DATA SUPPLIED:

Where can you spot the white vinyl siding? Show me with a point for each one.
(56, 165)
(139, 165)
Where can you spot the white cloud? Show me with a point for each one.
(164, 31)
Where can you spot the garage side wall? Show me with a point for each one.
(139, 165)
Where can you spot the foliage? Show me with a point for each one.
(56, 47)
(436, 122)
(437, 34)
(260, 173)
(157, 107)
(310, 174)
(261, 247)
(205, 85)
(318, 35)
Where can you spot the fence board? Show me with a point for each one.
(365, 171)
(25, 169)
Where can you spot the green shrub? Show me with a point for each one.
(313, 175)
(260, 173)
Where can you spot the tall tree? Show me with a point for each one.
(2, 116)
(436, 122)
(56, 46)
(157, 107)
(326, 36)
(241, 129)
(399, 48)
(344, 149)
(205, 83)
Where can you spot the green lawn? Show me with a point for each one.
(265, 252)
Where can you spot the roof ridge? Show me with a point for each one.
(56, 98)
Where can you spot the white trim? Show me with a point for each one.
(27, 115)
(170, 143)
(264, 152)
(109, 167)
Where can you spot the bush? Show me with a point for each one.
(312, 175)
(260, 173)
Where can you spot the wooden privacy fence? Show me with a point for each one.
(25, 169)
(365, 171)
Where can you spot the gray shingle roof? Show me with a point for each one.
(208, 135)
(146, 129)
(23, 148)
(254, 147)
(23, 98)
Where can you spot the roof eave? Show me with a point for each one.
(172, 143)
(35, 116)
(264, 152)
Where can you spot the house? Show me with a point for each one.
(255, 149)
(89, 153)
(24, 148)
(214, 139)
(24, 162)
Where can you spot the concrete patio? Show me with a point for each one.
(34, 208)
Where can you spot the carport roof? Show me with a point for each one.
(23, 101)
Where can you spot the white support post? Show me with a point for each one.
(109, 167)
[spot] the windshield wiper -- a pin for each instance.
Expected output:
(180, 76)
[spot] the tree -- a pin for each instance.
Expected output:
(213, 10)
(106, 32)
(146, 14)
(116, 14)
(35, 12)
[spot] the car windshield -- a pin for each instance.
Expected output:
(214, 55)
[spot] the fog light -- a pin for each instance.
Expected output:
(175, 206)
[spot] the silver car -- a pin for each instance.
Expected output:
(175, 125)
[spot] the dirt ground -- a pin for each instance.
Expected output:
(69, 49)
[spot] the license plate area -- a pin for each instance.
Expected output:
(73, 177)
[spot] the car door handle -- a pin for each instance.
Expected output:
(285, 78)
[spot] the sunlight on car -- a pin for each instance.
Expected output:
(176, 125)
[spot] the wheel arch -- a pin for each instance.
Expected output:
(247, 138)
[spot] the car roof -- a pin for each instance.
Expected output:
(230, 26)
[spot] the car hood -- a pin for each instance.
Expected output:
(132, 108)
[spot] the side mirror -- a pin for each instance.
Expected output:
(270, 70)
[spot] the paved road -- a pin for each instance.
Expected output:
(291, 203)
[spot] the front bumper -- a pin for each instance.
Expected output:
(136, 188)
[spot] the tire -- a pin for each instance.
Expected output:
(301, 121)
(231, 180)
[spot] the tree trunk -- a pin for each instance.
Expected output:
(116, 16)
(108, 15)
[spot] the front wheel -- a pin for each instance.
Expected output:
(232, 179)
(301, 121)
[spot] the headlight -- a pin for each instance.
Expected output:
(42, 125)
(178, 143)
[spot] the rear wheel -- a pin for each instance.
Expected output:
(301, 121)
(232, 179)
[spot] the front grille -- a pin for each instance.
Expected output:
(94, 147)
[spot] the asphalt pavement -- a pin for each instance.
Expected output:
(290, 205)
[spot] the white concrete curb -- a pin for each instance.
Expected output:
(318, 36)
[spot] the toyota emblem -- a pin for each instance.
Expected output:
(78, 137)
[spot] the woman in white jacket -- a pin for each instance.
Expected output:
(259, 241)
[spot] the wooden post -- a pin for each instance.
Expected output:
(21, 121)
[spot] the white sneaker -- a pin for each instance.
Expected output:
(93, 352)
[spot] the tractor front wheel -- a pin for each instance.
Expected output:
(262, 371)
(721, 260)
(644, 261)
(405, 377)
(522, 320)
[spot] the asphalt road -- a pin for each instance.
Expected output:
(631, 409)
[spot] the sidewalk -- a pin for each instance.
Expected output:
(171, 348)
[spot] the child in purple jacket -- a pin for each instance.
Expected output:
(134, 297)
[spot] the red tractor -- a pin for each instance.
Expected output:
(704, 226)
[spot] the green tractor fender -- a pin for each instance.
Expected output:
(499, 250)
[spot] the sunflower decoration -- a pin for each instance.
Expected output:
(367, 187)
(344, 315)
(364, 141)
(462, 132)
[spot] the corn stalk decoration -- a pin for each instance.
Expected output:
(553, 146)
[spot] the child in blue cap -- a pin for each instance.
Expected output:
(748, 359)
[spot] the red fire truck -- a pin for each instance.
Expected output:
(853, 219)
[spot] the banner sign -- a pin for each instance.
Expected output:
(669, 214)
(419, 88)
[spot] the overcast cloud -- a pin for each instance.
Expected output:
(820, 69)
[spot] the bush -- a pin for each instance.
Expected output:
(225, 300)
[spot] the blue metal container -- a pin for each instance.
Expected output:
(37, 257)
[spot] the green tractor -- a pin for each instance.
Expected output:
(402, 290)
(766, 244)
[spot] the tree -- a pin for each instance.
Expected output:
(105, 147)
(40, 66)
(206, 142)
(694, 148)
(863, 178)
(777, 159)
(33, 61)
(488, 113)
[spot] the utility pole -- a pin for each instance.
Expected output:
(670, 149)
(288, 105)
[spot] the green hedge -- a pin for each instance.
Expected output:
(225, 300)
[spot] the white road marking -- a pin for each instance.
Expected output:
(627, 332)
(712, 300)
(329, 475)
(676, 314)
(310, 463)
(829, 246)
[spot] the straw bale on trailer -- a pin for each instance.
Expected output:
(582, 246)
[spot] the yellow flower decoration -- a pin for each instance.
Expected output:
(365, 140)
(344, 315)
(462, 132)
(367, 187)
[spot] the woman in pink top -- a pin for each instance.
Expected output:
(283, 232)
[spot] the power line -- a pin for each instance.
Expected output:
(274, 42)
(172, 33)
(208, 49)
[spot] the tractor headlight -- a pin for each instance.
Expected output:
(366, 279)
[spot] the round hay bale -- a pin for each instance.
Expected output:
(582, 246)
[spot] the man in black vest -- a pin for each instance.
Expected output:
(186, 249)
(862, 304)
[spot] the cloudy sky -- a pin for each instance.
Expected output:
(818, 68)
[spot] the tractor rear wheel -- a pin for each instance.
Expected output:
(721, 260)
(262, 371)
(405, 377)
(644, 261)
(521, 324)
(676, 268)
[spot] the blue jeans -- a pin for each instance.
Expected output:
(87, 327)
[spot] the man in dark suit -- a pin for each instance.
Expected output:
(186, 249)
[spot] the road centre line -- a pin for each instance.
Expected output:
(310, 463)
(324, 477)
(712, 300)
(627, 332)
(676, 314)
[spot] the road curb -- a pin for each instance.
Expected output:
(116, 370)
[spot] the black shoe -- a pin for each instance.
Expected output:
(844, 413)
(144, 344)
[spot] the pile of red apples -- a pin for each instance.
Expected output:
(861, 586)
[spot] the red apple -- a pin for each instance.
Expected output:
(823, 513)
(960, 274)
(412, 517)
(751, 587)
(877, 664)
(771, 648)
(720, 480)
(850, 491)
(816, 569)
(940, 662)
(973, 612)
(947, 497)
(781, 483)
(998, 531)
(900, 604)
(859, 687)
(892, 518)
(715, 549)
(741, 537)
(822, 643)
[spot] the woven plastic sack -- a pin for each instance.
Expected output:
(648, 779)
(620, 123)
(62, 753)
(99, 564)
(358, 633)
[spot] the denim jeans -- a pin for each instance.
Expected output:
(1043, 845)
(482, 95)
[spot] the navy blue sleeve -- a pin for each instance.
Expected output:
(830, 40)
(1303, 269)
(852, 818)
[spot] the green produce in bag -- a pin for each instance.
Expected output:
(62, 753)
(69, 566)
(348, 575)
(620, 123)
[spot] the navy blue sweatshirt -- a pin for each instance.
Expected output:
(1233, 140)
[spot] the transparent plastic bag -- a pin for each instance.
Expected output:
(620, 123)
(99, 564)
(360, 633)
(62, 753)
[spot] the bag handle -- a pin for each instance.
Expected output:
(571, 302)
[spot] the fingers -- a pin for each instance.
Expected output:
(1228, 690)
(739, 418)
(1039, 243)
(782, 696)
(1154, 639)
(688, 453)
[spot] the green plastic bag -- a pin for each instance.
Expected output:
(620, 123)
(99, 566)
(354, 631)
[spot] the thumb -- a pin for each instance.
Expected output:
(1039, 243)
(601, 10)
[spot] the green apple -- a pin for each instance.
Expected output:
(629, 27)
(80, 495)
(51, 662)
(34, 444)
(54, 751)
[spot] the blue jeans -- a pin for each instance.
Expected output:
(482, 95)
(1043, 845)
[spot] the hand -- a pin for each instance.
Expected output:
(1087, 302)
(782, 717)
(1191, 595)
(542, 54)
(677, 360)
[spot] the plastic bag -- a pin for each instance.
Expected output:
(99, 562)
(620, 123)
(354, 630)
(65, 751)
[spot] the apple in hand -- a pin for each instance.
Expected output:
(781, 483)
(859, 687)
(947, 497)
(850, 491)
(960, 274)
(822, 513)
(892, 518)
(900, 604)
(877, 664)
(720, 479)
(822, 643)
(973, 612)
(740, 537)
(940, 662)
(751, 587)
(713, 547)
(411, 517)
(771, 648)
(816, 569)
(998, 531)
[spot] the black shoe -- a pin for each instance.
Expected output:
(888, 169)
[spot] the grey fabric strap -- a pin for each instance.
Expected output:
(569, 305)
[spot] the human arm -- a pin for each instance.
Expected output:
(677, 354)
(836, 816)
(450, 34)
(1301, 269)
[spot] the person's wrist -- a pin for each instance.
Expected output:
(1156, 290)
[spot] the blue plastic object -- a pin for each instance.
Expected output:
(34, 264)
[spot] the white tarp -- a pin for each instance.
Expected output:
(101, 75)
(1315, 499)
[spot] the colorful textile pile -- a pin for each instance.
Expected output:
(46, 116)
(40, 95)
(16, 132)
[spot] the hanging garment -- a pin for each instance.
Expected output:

GIVEN PROBLEM: Copy the rows above word for word, starting at the line that contains "[spot] the white tarp" and ending with the final line of the rows.

WRITTEN SOLUTION:
[spot] the white tarp -- a pin for each instance.
Expected output:
(101, 75)
(1315, 499)
[spot] the colorful textile pile -- a pin for each instance.
Expected output:
(46, 116)
(40, 95)
(16, 132)
[spot] the hanging garment -- a pin for each instance.
Expected output:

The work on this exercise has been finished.